YOUR GOAL =>
Copy the lines below as they are; omit the images they contain.

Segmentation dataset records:
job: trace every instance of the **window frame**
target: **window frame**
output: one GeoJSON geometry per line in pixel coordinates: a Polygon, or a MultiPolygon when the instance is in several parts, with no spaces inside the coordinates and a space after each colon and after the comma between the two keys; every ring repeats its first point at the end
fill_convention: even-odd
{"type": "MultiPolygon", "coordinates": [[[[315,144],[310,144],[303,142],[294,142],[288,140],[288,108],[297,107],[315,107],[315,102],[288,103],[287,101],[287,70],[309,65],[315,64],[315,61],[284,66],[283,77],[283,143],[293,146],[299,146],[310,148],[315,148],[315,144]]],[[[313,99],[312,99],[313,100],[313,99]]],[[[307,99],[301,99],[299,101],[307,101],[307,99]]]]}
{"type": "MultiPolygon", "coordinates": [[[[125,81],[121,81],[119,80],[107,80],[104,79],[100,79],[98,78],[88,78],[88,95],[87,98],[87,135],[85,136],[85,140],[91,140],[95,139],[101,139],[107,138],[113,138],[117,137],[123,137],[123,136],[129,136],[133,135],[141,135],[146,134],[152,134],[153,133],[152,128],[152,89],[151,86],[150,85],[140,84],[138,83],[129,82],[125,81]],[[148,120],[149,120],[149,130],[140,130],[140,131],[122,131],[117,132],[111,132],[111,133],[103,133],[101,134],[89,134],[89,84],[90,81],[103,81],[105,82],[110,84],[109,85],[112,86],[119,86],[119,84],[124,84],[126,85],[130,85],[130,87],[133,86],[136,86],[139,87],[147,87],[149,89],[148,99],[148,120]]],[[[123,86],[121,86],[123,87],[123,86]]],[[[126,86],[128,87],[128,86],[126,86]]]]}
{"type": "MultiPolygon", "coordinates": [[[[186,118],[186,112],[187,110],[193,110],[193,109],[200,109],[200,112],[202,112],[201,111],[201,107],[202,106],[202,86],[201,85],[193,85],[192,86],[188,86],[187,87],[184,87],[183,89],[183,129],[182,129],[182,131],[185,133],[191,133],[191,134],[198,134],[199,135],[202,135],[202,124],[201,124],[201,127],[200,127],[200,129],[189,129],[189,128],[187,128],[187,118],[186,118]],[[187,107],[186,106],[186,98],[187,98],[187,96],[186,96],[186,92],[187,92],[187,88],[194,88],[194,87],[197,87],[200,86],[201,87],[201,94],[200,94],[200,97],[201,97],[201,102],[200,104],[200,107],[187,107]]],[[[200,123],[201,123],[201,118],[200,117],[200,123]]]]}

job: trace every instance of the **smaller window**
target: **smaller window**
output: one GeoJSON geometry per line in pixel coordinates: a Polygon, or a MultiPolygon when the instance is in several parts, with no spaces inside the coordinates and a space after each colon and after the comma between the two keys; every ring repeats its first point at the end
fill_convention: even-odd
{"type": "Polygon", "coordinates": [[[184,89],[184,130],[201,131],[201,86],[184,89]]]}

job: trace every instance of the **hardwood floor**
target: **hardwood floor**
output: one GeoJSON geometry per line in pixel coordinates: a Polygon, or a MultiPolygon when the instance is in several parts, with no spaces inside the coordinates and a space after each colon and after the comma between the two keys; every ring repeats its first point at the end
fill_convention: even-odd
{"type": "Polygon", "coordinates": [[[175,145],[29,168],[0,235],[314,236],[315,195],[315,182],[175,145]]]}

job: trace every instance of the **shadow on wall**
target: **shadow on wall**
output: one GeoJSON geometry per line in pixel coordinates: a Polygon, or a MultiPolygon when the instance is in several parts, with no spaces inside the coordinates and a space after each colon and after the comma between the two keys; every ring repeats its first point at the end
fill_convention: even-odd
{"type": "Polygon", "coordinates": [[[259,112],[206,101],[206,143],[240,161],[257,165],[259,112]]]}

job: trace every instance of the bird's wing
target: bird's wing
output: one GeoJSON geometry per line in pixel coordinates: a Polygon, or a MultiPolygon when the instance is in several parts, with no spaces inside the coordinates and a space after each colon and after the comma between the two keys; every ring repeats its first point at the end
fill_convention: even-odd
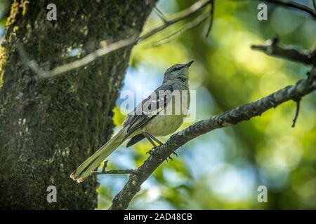
{"type": "Polygon", "coordinates": [[[172,85],[162,85],[134,108],[123,123],[123,127],[127,127],[126,139],[164,109],[173,90],[172,85]]]}

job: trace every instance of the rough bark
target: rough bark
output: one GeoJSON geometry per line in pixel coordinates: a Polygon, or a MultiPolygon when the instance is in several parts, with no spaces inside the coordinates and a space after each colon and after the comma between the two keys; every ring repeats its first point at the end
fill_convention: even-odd
{"type": "Polygon", "coordinates": [[[154,1],[15,0],[0,49],[0,209],[96,208],[97,181],[77,184],[70,173],[112,134],[112,108],[131,48],[51,79],[37,79],[22,62],[51,69],[74,59],[69,48],[96,50],[140,31],[154,1]],[[57,21],[46,6],[57,6],[57,21]],[[57,188],[57,202],[46,189],[57,188]]]}

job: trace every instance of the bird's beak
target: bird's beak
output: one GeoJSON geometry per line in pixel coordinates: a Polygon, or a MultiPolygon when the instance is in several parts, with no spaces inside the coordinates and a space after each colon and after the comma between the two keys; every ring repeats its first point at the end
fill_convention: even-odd
{"type": "Polygon", "coordinates": [[[190,67],[190,66],[192,64],[192,63],[193,63],[193,62],[194,61],[191,61],[191,62],[187,62],[187,64],[185,64],[185,68],[189,68],[190,67]]]}

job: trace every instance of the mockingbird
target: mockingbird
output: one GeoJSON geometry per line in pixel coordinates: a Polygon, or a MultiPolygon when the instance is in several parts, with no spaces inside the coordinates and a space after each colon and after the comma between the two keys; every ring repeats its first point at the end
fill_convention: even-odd
{"type": "Polygon", "coordinates": [[[127,147],[146,138],[154,148],[157,146],[154,141],[162,144],[155,136],[176,132],[187,115],[185,109],[190,104],[188,68],[192,63],[193,61],[169,68],[164,73],[162,85],[135,108],[119,132],[73,172],[70,178],[78,183],[84,181],[126,139],[130,139],[127,147]],[[175,93],[180,94],[180,98],[175,93]]]}

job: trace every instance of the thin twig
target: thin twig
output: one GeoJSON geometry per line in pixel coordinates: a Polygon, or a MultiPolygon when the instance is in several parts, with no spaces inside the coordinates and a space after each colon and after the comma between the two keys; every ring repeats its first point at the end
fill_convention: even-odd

RESPONSE =>
job: trace every instance of the **window frame**
target: **window frame**
output: one GeoJSON geometry per line in pixel coordinates: a Polygon, or a MultiPolygon when the instance is in several parts, with no spaces inside the coordinates and a space after each colon and after the comma between the two keys; every ring repeats its first point at the end
fill_convention: even-odd
{"type": "MultiPolygon", "coordinates": [[[[315,144],[310,144],[303,142],[294,142],[288,140],[288,108],[297,107],[315,107],[315,102],[288,103],[287,101],[287,70],[309,65],[315,64],[315,61],[284,66],[283,77],[283,143],[293,146],[299,146],[310,148],[315,148],[315,144]]],[[[313,99],[312,99],[313,100],[313,99]]],[[[307,99],[301,99],[299,101],[307,101],[307,99]]]]}
{"type": "MultiPolygon", "coordinates": [[[[125,81],[121,81],[119,80],[107,80],[104,79],[100,79],[98,78],[88,78],[88,95],[87,98],[87,135],[85,136],[85,140],[91,140],[95,139],[101,139],[107,138],[113,138],[117,137],[123,137],[123,136],[129,136],[133,135],[141,135],[146,134],[152,134],[153,133],[152,128],[152,89],[151,86],[150,85],[140,84],[138,83],[129,82],[125,81]],[[148,120],[149,120],[149,130],[140,130],[140,131],[122,131],[117,132],[111,132],[111,133],[103,133],[101,134],[89,134],[89,84],[90,81],[103,81],[105,82],[110,84],[109,85],[112,86],[119,86],[119,84],[124,84],[126,85],[130,85],[130,87],[133,86],[136,86],[139,87],[147,87],[149,89],[148,99],[148,120]]],[[[123,86],[121,86],[123,87],[123,86]]],[[[126,86],[128,87],[128,86],[126,86]]]]}
{"type": "MultiPolygon", "coordinates": [[[[186,118],[186,112],[187,110],[193,110],[193,109],[200,109],[200,112],[202,112],[201,111],[201,107],[202,106],[202,86],[201,85],[193,85],[192,86],[188,86],[187,87],[184,87],[183,89],[183,129],[182,129],[182,131],[185,133],[191,133],[191,134],[198,134],[199,135],[202,135],[202,124],[201,124],[201,127],[200,127],[200,129],[189,129],[189,128],[187,128],[187,118],[186,118]],[[187,107],[186,106],[186,98],[187,98],[187,96],[186,96],[186,92],[187,92],[187,88],[194,88],[194,87],[197,87],[200,86],[201,87],[201,94],[200,94],[200,97],[201,97],[201,102],[200,104],[200,107],[187,107]]],[[[200,123],[201,123],[201,118],[200,117],[200,123]]]]}

job: trace every instance of the **smaller window**
target: **smaller window**
output: one GeoJSON geometry per line in pixel coordinates: a Polygon, or a MultiPolygon when the instance is in several parts, with no spaces inside the coordinates and a space after each colon and after the comma between the two keys; every ring repeats its first point at the end
fill_convention: even-odd
{"type": "Polygon", "coordinates": [[[184,89],[184,130],[201,131],[201,86],[184,89]]]}

job: trace every instance of the **hardwood floor**
target: **hardwood floor**
output: one GeoJSON geometry per line in pixel coordinates: a Polygon, or a MultiPolygon when the instance is in several parts, with no spaces inside the coordinates and a space after each colon and after the comma between the two keys; every ring repeats its first point at the end
fill_convention: even-odd
{"type": "Polygon", "coordinates": [[[175,145],[29,168],[0,235],[314,236],[315,195],[315,182],[175,145]]]}

job: trace every instance of the **shadow on wall**
target: **shadow on wall**
output: one GeoJSON geometry per line in pixel coordinates: a Polygon, or a MultiPolygon when the instance is in several parts, with no spaces inside the coordinates and a space after each colon and after the comma between the two keys; every ring repeats its first point at the end
fill_convention: even-odd
{"type": "Polygon", "coordinates": [[[259,112],[206,101],[206,143],[240,161],[257,165],[259,112]]]}

job: trace every instance of the bird's wing
target: bird's wing
output: one GeoJSON geometry per line in pixel coordinates: a Polygon, or a MultiPolygon when the instance is in several parts, with no spaces inside the coordinates and a space after each colon and after the comma between the two keys; every ring repeats its first point at the end
fill_convention: even-odd
{"type": "Polygon", "coordinates": [[[172,85],[162,85],[134,108],[123,123],[123,127],[127,127],[126,139],[164,109],[173,90],[172,85]]]}

job: trace every instance of the rough bark
target: rough bark
output: one GeoJSON geometry per line in pixel coordinates: a Polygon, or a MultiPolygon when the instance is in several parts, with no spaces inside the coordinates and a space after each colon and after the comma between the two keys; every ring repeats its first point at the end
fill_convention: even-odd
{"type": "Polygon", "coordinates": [[[154,1],[15,0],[0,49],[0,209],[96,208],[97,181],[77,184],[70,173],[112,134],[112,108],[131,48],[51,79],[37,79],[22,62],[51,69],[74,59],[69,48],[96,50],[140,31],[154,1]],[[57,21],[46,6],[57,6],[57,21]],[[57,188],[57,202],[46,189],[57,188]]]}

job: trace every instance of the bird's beak
target: bird's beak
output: one GeoJSON geometry per line in pixel coordinates: a Polygon, or a MultiPolygon when the instance is in several parts, with no spaces inside the coordinates and a space after each colon and after the comma between the two keys; every ring repeats its first point at the end
fill_convention: even-odd
{"type": "Polygon", "coordinates": [[[190,67],[190,66],[192,64],[192,63],[193,63],[193,62],[194,61],[191,61],[191,62],[187,62],[187,64],[185,64],[185,68],[189,68],[190,67]]]}

job: trace every instance of the mockingbird
target: mockingbird
output: one GeoJSON geometry per line in pixel coordinates: a Polygon, or a MultiPolygon when the instance is in several parts, with no spaces inside the coordinates and a space after each colon and after the comma between the two keys; every ring repeats its first point at the end
fill_convention: even-odd
{"type": "Polygon", "coordinates": [[[127,147],[146,138],[154,148],[157,146],[154,141],[162,144],[155,136],[176,132],[187,115],[185,109],[190,104],[188,68],[192,63],[193,61],[169,68],[164,73],[162,85],[135,108],[119,132],[73,172],[70,178],[78,183],[84,181],[126,139],[130,139],[127,147]],[[175,93],[180,94],[180,98],[175,93]]]}

job: trace every instance of the thin twig
target: thin twig
output: one GeoJSON geometry per line in pixel coordinates: a Polygon, or a MultiPolygon when the instance is in several parts, with no spaces inside the coordinates and a space after each colon and after the comma between the two keys; every ring repeats its first point at the end
fill_convention: even-odd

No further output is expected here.